Your instructions:
Output the material below in its entirety, exactly as given.

Rows from a segmentation dataset
· · ·

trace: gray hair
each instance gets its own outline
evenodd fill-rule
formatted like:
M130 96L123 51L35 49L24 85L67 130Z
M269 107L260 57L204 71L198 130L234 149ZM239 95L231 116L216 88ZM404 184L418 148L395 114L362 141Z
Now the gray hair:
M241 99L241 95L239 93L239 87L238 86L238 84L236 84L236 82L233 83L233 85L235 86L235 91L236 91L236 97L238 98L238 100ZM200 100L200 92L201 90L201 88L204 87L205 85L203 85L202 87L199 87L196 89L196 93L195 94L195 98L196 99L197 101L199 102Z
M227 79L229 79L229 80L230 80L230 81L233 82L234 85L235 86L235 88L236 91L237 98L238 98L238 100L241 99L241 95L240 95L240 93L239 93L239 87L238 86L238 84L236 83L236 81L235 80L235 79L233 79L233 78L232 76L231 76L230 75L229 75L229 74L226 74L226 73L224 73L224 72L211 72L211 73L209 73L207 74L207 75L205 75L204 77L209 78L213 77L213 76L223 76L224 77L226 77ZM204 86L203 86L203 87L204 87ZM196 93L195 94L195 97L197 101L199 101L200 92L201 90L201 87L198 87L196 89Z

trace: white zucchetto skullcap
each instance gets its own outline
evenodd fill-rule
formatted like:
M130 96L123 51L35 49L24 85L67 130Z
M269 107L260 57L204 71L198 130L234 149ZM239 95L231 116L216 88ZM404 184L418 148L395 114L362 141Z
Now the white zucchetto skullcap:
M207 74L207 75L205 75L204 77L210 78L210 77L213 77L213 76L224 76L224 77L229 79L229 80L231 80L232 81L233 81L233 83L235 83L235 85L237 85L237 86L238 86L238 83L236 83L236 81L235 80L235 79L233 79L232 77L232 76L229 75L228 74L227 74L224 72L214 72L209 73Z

· · ·

Solution to the exercise:
trace: gray hair
each instance gets its own outline
evenodd fill-rule
formatted like:
M130 96L123 51L35 49L24 85L67 130Z
M269 107L260 57L204 71L198 130L234 149ZM239 95L231 116L216 88ZM404 184L418 148L395 114L362 141Z
Now the gray hair:
M241 99L241 95L239 93L239 87L238 86L238 84L236 84L236 82L233 83L233 85L235 86L235 91L236 91L236 97L238 98L238 100ZM200 100L200 92L201 90L201 88L204 87L205 85L203 85L202 87L199 87L196 89L196 93L195 94L195 98L196 99L197 101L199 102Z
M227 79L229 79L229 80L230 80L230 81L233 82L234 85L235 86L235 88L236 91L237 98L238 98L238 100L241 99L241 95L240 95L240 93L239 93L239 87L238 86L238 84L236 83L236 81L235 80L235 79L233 79L233 78L232 76L231 76L230 75L229 75L229 74L226 74L226 73L224 73L224 72L211 72L211 73L209 73L207 74L207 75L205 75L204 77L209 78L213 77L213 76L223 76L224 77L226 77ZM204 86L203 86L203 87L204 87ZM196 93L195 94L195 97L197 101L199 101L200 92L201 90L201 87L198 87L196 89Z

trace: white zucchetto skullcap
each instance gets its own outline
evenodd fill-rule
formatted like:
M130 96L123 51L35 49L24 85L67 130Z
M269 107L260 57L204 71L198 130L234 149ZM239 95L231 116L216 88ZM404 184L418 148L395 114L362 141Z
Now the white zucchetto skullcap:
M207 74L207 75L205 75L204 77L210 78L210 77L213 77L213 76L224 76L224 77L229 79L229 80L231 80L232 81L233 81L233 83L235 83L235 85L237 85L237 86L238 86L238 83L236 83L236 81L235 80L235 79L233 79L232 77L232 76L229 75L228 74L227 74L224 72L214 72L209 73Z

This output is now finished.